* Work order: Output the lines running from the start of the records through the line containing "positive clicks: (560, 403) (518, 405)", both included, copying them exactly.

Segmentation mask data
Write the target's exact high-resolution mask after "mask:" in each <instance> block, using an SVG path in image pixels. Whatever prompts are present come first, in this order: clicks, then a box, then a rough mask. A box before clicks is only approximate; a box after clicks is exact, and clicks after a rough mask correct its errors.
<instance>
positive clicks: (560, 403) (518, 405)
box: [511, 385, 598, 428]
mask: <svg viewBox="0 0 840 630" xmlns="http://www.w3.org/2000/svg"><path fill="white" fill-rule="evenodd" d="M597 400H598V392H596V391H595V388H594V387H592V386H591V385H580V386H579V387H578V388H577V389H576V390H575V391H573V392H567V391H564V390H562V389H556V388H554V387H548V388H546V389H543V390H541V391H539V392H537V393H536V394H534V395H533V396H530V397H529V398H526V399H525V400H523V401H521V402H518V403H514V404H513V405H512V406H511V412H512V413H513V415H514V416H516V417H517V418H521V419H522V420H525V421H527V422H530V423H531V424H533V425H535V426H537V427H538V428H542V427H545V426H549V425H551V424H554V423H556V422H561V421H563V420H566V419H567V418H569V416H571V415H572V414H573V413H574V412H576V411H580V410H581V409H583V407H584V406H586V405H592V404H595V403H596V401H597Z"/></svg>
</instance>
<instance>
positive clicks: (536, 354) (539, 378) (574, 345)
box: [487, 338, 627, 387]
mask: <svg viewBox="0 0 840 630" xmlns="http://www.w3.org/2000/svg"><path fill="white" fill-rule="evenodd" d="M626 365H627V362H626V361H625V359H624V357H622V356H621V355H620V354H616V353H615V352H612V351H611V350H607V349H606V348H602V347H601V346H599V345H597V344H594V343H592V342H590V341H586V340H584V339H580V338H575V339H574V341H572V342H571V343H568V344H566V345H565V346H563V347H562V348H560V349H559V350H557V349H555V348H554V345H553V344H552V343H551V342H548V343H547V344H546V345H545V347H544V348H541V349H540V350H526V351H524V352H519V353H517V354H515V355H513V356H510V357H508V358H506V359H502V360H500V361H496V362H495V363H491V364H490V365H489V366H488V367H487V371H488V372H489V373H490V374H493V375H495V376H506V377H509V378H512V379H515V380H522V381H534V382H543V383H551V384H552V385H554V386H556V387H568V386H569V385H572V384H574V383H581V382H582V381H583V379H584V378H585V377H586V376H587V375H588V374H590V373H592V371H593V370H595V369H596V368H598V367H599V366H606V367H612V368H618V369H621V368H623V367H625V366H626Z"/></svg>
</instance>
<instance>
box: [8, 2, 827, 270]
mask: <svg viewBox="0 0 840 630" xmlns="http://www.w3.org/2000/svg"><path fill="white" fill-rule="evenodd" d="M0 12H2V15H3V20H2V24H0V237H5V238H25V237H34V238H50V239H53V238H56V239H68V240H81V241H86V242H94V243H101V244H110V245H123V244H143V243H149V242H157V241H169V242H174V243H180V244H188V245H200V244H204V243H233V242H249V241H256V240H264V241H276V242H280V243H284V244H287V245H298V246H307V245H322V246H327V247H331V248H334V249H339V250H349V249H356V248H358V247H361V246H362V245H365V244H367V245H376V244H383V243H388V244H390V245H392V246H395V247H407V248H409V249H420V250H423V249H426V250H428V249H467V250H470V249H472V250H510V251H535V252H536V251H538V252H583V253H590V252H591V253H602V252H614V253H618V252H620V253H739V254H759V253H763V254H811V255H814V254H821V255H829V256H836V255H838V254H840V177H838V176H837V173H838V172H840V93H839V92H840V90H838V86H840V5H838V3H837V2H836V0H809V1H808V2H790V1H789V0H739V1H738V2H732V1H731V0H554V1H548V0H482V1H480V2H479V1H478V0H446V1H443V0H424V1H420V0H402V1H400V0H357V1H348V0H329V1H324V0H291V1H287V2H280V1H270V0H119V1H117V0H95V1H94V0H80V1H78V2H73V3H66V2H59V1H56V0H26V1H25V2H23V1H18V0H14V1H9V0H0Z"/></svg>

* Response area:
Write the target's exact high-resolution mask after "mask:" in each <instance> block, using an SVG path in image pixels. Whatever prompts are present come first, in this order: clicks, then a box, then a rough mask. A box before clicks is only approximate; a box after clicks is exact, and clicks after a rough mask correct its errors.
<instance>
positive clicks: (560, 403) (518, 405)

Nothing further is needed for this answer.